__TEXTO DE LA PÁGINA__:
----

Evidentemente, las violentas manifestaciones populares antiestadounidenses afectaron la cotidianidad capitalina. Al respecto surgen las siguientes preguntas: ¿Qué detonó estos disturbios? ¿Por qué la población estadounidense fue el objetivo de los ataques? Aunque se podría deducir que el llamado maderista a las armas influyó, es importante considerar que la participación del gobernador y la acción de las autoridades desligan a este evento con un acto revolucionario. Este motín fue detonado por manifestaciones de carácter nacionalista que explotaron la animadversión a la injerencia estadounidense en México. A todo ello se sumó la participación improvisada de estudiantes, ciudadanos y autoridades.

Unos días después todo regresó a la normalidad gracias a las conferencias celebradas entre el secretario de Estado Philander Chace Knox y el embajador León de la Barra. En este encuentro las autoridades mexicanas garantizaron la seguridad de los estadounidenses y sus bienes, aclarando que se consignaría conforme a la ley a los implicados en los disturbios. Los diplomáticos estadounidenses condenaron la participación del gobernador Landa y Escandón y del exembajador Joaquín Diego Casasús, pues “tomaron parte de las demostraciones contra los americanos en la Ciudad de México el miércoles en la noche” (The Arizona Republic, 12 de noviembre de 1910: 1). Se solicitó un castigo ejemplar contra ellos, acorde con el resto de los detenidos que comparecían ante las autoridades judiciales; además, se exigió el cierre de la Escuela Nacional de Medicina, pues en este espacio se organizó un grupo importante de manifestantes. Finalmente, la escuela fue clausurada, aun cuando los estudiantes organizaron nuevas protestas por la libertad de los arrestados.14

En reciprocidad, las autoridades estadounidenses garantizaron el respeto a la seguridad de los mexicanos en Texas, sobre todo ante las represalias que empezaron a ocurrir a partir de las noticias sobre los motines en México. Respecto al caso de Antonio Rodríguez, el gobernador Campbell declaró “no se esperan mayores problemas, y el linchamiento ha sido investigado” (The Arizona Republic, 12 de noviembre de 1910: 1). Se prometió trabajar de la mano con el embajador mexicano en Eagle Pass para identificar a la turba y garantizar un castigo ejemplar contra los implicados en el linchamiento.

----

__TAREA ASIGNADA__: ¿Concuerdan con el texto sobre los disturbios antiestadounidenses estas afirmaciones? 1. La Escuela Nacional de Medicina terminó clausurada. 2. Los diplomáticos estadounidenses elogiaron la participación del gobernador Landa y Escandón. 3. El gobernador Campbell afirmó que el linchamiento ya había sido investigado. Responde sí o no a cada una y cita textualmente las palabras que lo deciden.

__LÍNEAS EXTRAÍDAS__:
----

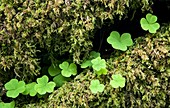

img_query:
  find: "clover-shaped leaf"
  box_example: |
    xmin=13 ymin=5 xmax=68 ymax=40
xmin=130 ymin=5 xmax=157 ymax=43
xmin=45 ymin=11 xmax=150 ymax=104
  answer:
xmin=0 ymin=101 xmax=15 ymax=108
xmin=140 ymin=13 xmax=160 ymax=33
xmin=107 ymin=31 xmax=133 ymax=51
xmin=5 ymin=79 xmax=25 ymax=98
xmin=95 ymin=68 xmax=107 ymax=76
xmin=53 ymin=74 xmax=71 ymax=87
xmin=91 ymin=57 xmax=106 ymax=71
xmin=90 ymin=51 xmax=100 ymax=59
xmin=22 ymin=82 xmax=37 ymax=96
xmin=59 ymin=61 xmax=77 ymax=77
xmin=89 ymin=80 xmax=105 ymax=93
xmin=48 ymin=64 xmax=61 ymax=76
xmin=34 ymin=75 xmax=56 ymax=95
xmin=81 ymin=60 xmax=92 ymax=68
xmin=110 ymin=74 xmax=125 ymax=88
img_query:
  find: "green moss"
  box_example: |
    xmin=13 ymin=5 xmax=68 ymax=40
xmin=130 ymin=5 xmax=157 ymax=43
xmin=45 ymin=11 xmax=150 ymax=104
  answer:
xmin=0 ymin=0 xmax=150 ymax=80
xmin=24 ymin=25 xmax=170 ymax=108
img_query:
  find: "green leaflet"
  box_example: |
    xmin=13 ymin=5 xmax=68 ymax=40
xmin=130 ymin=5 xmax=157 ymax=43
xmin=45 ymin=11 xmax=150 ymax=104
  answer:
xmin=107 ymin=31 xmax=133 ymax=51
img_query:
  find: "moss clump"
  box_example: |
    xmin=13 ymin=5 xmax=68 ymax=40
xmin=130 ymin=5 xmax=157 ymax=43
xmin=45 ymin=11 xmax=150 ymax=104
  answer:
xmin=0 ymin=0 xmax=150 ymax=81
xmin=24 ymin=24 xmax=170 ymax=108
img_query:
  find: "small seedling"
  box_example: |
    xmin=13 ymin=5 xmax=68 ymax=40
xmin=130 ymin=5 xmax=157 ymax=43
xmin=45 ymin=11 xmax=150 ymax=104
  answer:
xmin=5 ymin=79 xmax=25 ymax=98
xmin=107 ymin=31 xmax=133 ymax=51
xmin=34 ymin=75 xmax=56 ymax=95
xmin=91 ymin=57 xmax=106 ymax=71
xmin=59 ymin=61 xmax=77 ymax=77
xmin=81 ymin=60 xmax=92 ymax=68
xmin=48 ymin=64 xmax=61 ymax=76
xmin=0 ymin=101 xmax=15 ymax=108
xmin=95 ymin=68 xmax=107 ymax=76
xmin=89 ymin=80 xmax=105 ymax=93
xmin=110 ymin=74 xmax=125 ymax=88
xmin=22 ymin=82 xmax=37 ymax=96
xmin=53 ymin=74 xmax=71 ymax=87
xmin=89 ymin=51 xmax=100 ymax=59
xmin=140 ymin=13 xmax=160 ymax=33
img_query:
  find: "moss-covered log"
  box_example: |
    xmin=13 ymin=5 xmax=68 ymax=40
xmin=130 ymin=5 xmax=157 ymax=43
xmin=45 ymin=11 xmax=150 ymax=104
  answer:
xmin=24 ymin=24 xmax=170 ymax=108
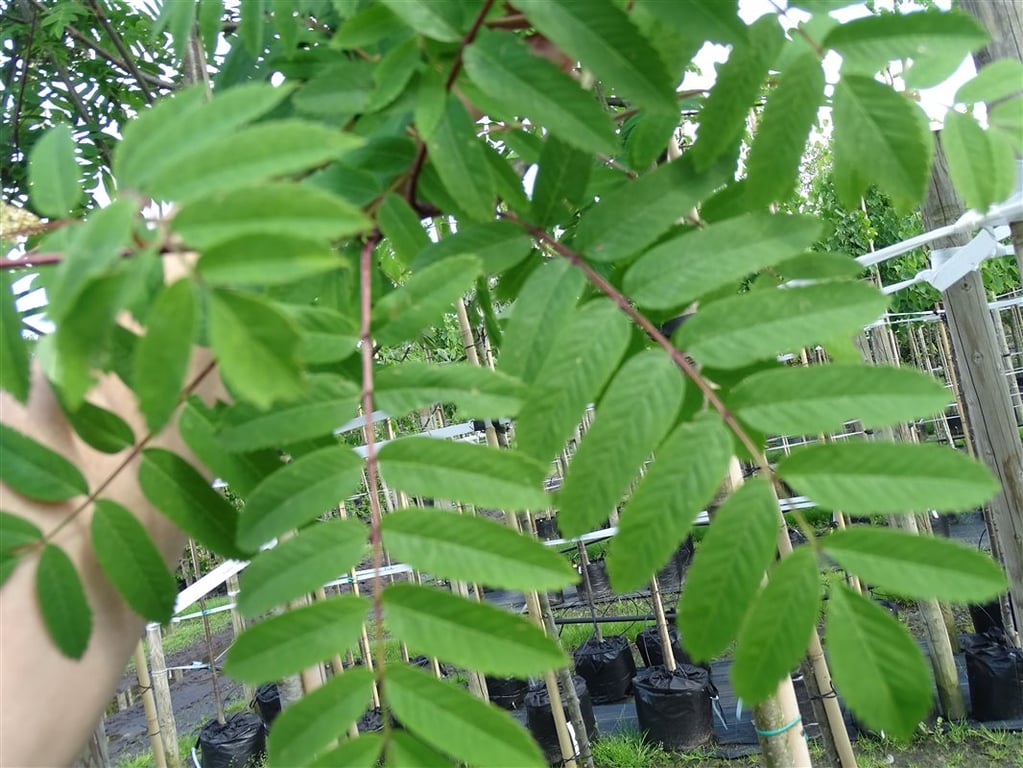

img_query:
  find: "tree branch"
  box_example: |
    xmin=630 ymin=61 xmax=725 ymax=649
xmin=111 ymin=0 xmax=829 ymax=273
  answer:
xmin=405 ymin=0 xmax=494 ymax=208
xmin=88 ymin=0 xmax=153 ymax=104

----

__TAREA RESUELTA__:
1. Sí: «Finalmente, la escuela fue clausurada».
2. No: «Los diplomáticos estadounidenses condenaron la participación del gobernador Landa y Escandón».
3. Sí: «el linchamiento ha sido investigado».